* Start *
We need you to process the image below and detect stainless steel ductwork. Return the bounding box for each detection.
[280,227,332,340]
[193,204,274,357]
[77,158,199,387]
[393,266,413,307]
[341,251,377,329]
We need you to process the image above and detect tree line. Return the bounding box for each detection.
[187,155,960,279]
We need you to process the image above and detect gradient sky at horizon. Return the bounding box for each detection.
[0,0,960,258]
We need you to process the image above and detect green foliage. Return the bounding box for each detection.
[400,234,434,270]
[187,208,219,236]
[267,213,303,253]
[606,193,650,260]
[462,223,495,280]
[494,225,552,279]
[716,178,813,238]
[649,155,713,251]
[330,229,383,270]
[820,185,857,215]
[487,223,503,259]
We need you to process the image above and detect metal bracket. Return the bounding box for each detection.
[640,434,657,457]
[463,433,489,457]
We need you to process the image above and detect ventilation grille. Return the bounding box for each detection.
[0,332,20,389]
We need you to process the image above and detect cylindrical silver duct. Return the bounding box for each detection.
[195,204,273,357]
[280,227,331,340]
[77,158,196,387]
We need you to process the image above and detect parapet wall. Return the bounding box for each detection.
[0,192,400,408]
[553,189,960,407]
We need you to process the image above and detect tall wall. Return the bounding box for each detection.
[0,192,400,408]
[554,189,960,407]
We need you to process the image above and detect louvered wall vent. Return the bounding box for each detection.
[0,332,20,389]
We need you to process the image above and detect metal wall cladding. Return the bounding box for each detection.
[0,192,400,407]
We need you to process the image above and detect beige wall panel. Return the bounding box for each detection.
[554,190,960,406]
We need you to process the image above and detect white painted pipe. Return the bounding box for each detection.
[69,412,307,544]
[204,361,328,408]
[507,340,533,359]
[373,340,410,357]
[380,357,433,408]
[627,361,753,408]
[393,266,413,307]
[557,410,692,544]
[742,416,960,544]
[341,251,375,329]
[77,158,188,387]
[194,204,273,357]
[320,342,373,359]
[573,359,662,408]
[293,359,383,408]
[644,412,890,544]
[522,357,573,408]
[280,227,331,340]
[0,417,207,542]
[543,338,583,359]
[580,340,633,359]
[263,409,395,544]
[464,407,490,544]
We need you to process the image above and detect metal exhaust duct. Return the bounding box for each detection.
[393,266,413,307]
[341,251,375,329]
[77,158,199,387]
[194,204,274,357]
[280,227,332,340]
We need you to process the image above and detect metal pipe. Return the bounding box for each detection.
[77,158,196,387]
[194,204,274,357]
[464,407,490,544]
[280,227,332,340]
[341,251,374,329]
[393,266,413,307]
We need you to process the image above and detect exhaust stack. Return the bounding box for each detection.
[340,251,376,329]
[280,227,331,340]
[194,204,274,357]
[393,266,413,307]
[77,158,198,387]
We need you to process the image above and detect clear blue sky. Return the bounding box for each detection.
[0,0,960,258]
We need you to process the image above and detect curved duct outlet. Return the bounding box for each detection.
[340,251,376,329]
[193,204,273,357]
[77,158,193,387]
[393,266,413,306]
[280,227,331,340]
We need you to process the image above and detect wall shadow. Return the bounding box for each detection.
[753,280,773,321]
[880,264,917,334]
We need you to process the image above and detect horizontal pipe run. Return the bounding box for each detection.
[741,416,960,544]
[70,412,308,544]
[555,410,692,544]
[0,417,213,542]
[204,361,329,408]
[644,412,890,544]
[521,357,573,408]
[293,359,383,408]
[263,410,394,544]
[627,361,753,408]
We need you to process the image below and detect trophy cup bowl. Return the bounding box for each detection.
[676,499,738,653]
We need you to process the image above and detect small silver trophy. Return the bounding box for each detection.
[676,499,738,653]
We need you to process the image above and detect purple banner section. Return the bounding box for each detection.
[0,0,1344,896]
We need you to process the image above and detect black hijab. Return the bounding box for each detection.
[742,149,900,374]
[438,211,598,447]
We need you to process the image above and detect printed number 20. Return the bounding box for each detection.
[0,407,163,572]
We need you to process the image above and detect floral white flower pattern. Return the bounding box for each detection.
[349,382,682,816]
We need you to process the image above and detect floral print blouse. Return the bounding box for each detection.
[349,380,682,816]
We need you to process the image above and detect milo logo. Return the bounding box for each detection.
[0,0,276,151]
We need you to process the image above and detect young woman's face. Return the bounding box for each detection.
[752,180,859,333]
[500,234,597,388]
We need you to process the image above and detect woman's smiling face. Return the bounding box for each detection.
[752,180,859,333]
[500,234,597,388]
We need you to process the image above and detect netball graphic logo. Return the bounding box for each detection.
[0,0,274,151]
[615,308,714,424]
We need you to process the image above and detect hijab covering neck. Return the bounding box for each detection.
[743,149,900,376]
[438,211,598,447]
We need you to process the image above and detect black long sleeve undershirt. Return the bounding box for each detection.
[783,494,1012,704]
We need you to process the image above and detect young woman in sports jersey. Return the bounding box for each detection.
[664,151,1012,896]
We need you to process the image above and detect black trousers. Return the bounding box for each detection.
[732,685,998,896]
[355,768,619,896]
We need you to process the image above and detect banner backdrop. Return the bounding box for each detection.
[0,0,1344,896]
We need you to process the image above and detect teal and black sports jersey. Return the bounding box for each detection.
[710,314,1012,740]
* End *
* [TASK PROMPT] Scale the stretch from the line containing "We need you to process the image above and detect netball" through the end of the listing. Write out every line again, requests included, with each bounding-box coordinate in the answers multiplied by 1.4 and rounded to a whole number, halves rounded up.

* [RESULT OF THIS TASK]
We need you to process the image above and detect netball graphic logo. Return the bounding box for each detection.
[0,0,384,211]
[861,431,1000,594]
We need you to process the image above and detect hijab covering neck. Return the bounding box for each detection.
[1040,209,1260,526]
[613,295,837,626]
We need you to process the image above and detect black long sleeve undershirt. Return the bounding box for each detection.
[1096,692,1417,986]
We need you to process the image above and detect young woman in sports jersey. Return the bounding box for each detection.
[930,211,1417,1254]
We need you to process the image above and detect black trousers. Return the bounding box for each detection.
[1025,959,1397,1254]
[497,1075,867,1254]
We need you to process the image above and detect banner backdrop. Return the bounding box for each detection.
[0,0,1882,1254]
We need you to process the image above and detect teal and black sports jersey. Return the bounding box for each detection.
[994,440,1417,1036]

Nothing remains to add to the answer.